-- START OF READING PASSAGE --

Java 008 - Mission: Stream | Evocative Development

In this part, a summary of Stream API in Java 8 is introduced. Although there are various tutorials in the Web, this text attempts to highlight the important points. The previous part, Functional Programming, addressed functional programming and Lambda paradigm in Java 8.

Stream

Stream class, itself, is a Java interface with some static methods to create a stream. Some other classes like collections has a specific method to return a Stream. The following sample demonstrates some of Stream API, and the following sections describe those APIs.

The APIs can be divided into three groups

Creating a Stream (Creation)
Applying an intermediate processing operation on the elements and returning a new Stream (Transformation & Resizing)
Returning a proper result, also called terminal operations (Reduction & Collection)

import org.junit.Test;

import java.io.IOException;
import java.nio.file.Files;
import java.nio.file.Path;
import java.util.*;
import java.util.function.Function;
import java.util.regex.Pattern;
import java.util.stream.Collectors;
import java.util.stream.LongStream;
import java.util.stream.Stream;

import static org.junit.Assert.assertEquals;

public class TestStream {

  @Test
  public void testFibonacci() {
    Stream<int[]> iterate;

    iterate = Stream.iterate(new int[]{1, 1}, n -> new int[]{n[1], n[0] + n[1]});
    int nth = iterate
      .peek(n -> System.out.printf("Debug: %s \n", Arrays.toString(n)))
      .limit(5)
      .reduce((a, b) -> b)
      .orElse(new int[]{0, 0})[1];
    assertEquals(8, nth);

    iterate = Stream.iterate(new int[]{1, 1}, n -> new int[]{n[1], n[0] + n[1]});
    List<Integer> list = iterate
      .limit(5)
      .map(n -> n[1])
      //.collect(ArrayList::new, ArrayList::add, ArrayList::addAll)
      .collect(Collectors.toList());
    assertEquals(list, Arrays.asList(1, 2, 3, 5, 8));
  }

  @Test
  public void test_Files_FlatMap_Distinct_Sorted_Reduction() throws IOException {
    final String content = "test01 passed\ntest02 passed\ntest11 failed";
    final String grepped = "test01 passed\ntest11 failed";

    final List<String> words =
      Arrays.asList("test01", "passed", "test02", "passed", "test11", "failed");

    final List<String> distinctWords =
      Arrays.asList("test01", "passed", "test02", "test11", "failed");

    final List<String> sortedDistinctWords =
      Arrays.asList("test11", "test02", "test01", "passed", "failed");

    final Path file = Files.createTempFile("__", "__");
    Files.write(file, content.getBytes());

    // Grepping lines containing '1'
    try (Stream<String> lines = Files.lines(file)) {
      String result = lines
        .filter(line -> line.contains("1"))

-- END OF READING PASSAGE --

TASK DESCRIPTION: Repeat everything in the Stream API page from "In this part, a" down to "a Stream (Creation)", word for word. The data after this point has nothing to do with the Stream API page.

-- START OF RAW DATA --

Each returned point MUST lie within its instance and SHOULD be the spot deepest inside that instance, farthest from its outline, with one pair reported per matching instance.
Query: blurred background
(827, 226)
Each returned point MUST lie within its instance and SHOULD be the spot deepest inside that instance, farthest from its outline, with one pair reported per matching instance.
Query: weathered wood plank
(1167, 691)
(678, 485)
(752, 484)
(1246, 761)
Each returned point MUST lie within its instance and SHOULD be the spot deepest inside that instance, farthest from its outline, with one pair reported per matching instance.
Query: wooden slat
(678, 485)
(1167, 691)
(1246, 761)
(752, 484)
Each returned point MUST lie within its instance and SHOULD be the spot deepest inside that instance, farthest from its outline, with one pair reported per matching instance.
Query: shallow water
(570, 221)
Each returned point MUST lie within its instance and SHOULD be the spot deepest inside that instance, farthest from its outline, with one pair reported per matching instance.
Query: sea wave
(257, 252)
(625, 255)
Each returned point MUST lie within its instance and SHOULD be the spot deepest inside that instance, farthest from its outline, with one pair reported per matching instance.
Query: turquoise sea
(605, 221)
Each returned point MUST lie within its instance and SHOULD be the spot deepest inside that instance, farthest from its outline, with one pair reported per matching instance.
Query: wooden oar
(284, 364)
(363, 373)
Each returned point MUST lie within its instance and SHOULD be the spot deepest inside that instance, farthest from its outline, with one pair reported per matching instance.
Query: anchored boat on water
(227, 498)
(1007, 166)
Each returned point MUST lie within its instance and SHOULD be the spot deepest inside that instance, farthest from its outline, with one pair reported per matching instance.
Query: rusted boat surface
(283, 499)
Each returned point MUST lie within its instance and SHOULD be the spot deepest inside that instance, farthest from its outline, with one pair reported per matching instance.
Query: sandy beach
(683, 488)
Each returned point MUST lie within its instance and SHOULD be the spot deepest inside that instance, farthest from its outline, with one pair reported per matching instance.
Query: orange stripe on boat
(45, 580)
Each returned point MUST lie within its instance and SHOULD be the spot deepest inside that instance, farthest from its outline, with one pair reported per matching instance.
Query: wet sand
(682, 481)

-- END OF RAW DATA --

TASK RESULT:
In this part, a summary of Stream API in Java 8 is introduced. Although there are various tutorials in the Web, this text attempts to highlight the important points. The previous part, Functional Programming, addressed functional programming and Lambda paradigm in Java 8.

Stream

Stream class, itself, is a Java interface with some static methods to create a stream. Some other classes like collections has a specific method to return a Stream. The following sample demonstrates some of Stream API, and the following sections describe those APIs.

The APIs can be divided into three groups

Creating a Stream (Creation)